### Teks Sumber
····················
Rifkin dalam bukunya itu telah mengingatkan betapa evolusi kesadaran empati
manusia yang berjalan lamban membantu kemungkinan kepunahan ras manusia di
tengah meluasnya interpretasi baru terhadap sejarah peradaban manusia.
Interpretasi baru itu adalah ego-sentrisme kelompok-kelompok komunal baru
berdasarkan kekuasaan, pengetahuan, pemilikan, dll.
Pengelompokan seperti itu yang mendorong dominasi tertentu terhadap penguasaan
naratif tentang siapa yang pluralis, anti-kebhinekaan, nasionalis, religius,
teroris atau us versus them. Oleh karena itu, kita semua memiliki kontribusi
menentukan masa depan empati kolektif yang akan memilah siapa yang masuk dalam
kelompok kita dan siapa dikategorikan berada pada kelompok mereka.
····················
### Tujuan Latihan
Lanjutkan teks tentang evolusi empati manusia dan pengelompokan "kita" versus "mereka", mulai dari kalimat sesudah kalimat terakhirnya.

### Data yang Diberikan
····················
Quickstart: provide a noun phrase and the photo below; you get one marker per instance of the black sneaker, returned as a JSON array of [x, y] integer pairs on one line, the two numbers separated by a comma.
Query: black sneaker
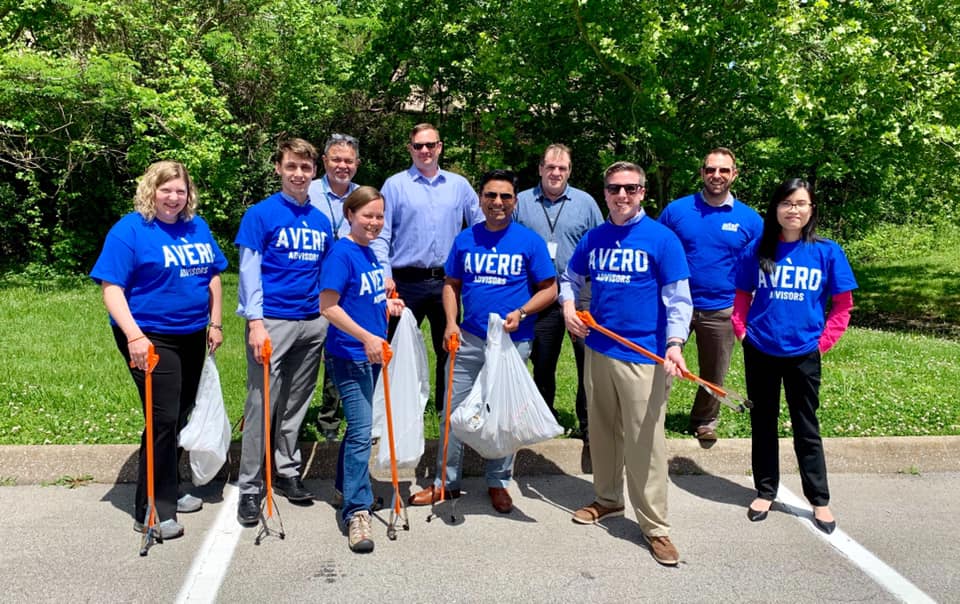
····················
### Hasil Akhir
Saat ini, masyarakat kita cenderung dikondisikan untuk menemukan dirinya pada
level kemampuan merengkuh empati hanya berdasarkan kedekatan kultural dan
geografis daripada kebutuhan universalitas nilai-nilai humanisme yang mungkin
punya problematikanya sendiri-sendiri. Kita sepertinya perlu menata cara
pandang lebih adaptif terhadap kelenturan untuk menerima perbedaan dengan cara
menghadapinya secara langsung. Perbedaan tidak boleh dimatikan atau
diseragamkan karena itu mengingkari kodrat kemanusiaan serta membuat empati
in-group feeling mudah terbakar menjadi antipati.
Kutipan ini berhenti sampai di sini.